┌─ DATA LINES

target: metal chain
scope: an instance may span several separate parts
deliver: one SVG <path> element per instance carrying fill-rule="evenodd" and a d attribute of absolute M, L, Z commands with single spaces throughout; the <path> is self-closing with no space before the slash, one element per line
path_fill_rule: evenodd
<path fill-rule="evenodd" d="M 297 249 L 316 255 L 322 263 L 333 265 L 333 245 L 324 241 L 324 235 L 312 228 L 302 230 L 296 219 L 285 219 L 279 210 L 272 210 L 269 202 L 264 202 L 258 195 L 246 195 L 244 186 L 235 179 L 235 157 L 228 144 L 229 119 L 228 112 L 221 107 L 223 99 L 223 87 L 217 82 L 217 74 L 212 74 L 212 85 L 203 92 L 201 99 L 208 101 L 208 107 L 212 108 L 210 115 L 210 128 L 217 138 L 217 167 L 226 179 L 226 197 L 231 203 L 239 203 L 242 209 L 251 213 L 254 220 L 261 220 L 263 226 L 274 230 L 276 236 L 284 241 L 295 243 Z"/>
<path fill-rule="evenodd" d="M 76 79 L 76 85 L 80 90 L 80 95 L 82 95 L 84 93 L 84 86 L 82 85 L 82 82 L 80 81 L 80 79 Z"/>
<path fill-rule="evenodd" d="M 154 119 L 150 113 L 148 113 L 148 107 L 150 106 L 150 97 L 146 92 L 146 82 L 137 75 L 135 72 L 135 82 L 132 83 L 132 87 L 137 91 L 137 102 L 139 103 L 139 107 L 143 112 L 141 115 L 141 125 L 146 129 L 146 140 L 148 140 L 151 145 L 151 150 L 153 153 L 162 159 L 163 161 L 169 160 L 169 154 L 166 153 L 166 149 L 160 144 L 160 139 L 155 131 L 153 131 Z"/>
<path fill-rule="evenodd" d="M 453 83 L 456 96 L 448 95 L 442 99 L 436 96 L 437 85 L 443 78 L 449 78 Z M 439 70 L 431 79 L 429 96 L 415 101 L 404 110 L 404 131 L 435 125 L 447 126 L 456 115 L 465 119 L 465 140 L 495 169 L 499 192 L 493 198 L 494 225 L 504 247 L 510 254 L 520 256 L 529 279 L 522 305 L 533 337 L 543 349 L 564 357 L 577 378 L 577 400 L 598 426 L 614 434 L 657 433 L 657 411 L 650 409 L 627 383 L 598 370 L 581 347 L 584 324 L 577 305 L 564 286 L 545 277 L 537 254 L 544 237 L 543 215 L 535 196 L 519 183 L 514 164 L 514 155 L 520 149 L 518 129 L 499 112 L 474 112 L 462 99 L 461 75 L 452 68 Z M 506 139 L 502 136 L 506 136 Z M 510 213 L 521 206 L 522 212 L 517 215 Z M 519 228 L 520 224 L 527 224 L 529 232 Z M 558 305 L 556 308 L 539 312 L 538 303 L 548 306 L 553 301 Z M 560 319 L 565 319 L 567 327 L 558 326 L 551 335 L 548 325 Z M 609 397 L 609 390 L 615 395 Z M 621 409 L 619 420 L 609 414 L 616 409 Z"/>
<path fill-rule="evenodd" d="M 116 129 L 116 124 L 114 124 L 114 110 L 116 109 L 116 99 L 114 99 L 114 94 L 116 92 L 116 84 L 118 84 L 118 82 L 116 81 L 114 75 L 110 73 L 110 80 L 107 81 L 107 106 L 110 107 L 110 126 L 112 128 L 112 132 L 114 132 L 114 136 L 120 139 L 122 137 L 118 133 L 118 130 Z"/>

└─

Return every line of the items above that contains the string "instance".

scope: an instance may span several separate parts
deliver: one SVG <path> element per instance carrying fill-rule="evenodd" and a d attribute of absolute M, L, Z commands with single spaces throughout; the <path> is self-closing with no space before the slash, one element per line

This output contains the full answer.